# PROVIDED TEXT
▽

As you can see, it is still stew season at Healthier Steps. These Stewed Plantain Dumplings are a simple, warm dish that just hits the spot in the best way. I am loving and turning any and everything I can into a stew, and adopting traditional recipes from Jamaican cuisine. Some of my current favorite stews are my Instant Pot Jamaican Stew Peas, White Bean Stew, and Jamaican Yellow Yam Stew.

plantain dumplings in a skillet

Stewed Plantain Dumplings

Most Caribbean countries share a similar culture, even if there is a language barrier, and this recipe is no exception. In Puerto Rican cuisine, there is a similar dish called “Sopa de Platano” or “Sopa de Pollo con Bolitas de Platanos”. 

The method for making the dumplings is different, but the end result is similar, a delicious warm comforting soup reminiscent of chicken and dumplings. 

This is a dumpling stew that you can dress up in any way you see fit, by adding other veggies and protein to it or serving with the main course. 

Discovering how to use plantains in such a creative and different way has definitely heightened my interest, and I cannot wait to see what else I do with plantains!

plantain and flour on a wooden background for plantain stew

Are Plantains Healthy?

Like bananas, plantains are very high in potassium. Because of its high starch content, it is nutritiously similar to a potato and other similar root vegetables.

△

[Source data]
▽

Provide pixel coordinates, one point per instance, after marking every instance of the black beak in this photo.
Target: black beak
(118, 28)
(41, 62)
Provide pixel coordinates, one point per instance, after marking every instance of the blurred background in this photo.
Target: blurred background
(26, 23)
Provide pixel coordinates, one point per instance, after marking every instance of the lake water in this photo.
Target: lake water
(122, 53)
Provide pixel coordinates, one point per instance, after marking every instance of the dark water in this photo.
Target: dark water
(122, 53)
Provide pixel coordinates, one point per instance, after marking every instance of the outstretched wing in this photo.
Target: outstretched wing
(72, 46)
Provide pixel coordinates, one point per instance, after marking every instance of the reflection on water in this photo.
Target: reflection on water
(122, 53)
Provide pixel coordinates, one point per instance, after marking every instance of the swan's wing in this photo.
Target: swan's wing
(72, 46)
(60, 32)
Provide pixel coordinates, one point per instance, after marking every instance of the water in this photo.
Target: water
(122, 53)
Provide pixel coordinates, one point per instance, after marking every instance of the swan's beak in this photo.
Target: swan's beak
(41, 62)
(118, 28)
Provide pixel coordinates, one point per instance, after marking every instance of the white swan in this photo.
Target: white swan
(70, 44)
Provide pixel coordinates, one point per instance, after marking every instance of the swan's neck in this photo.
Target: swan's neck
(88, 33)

△

# PARTS OF THE EXERCISE
- A) According to the recipe post, why are plantains nutritionally similar to a potato? Answer in one to three sentences.
- B) Copy out everything in the recipe post from "plantain dumplings in" down to "chicken and dumplings.", word for word.
The source data rows are separate material, apart from the recipe post.

# ANSWER LIST
- A) Plantains have a high starch content, which makes them nutritionally similar to a potato and other root vegetables like it.

- B)
plantain dumplings in a skillet

Stewed Plantain Dumplings

Most Caribbean countries share a similar culture, even if there is a language barrier, and this recipe is no exception. In Puerto Rican cuisine, there is a similar dish called “Sopa de Platano” or “Sopa de Pollo con Bolitas de Platanos”. 

The method for making the dumplings is different, but the end result is similar, a delicious warm comforting soup reminiscent of chicken and dumplings.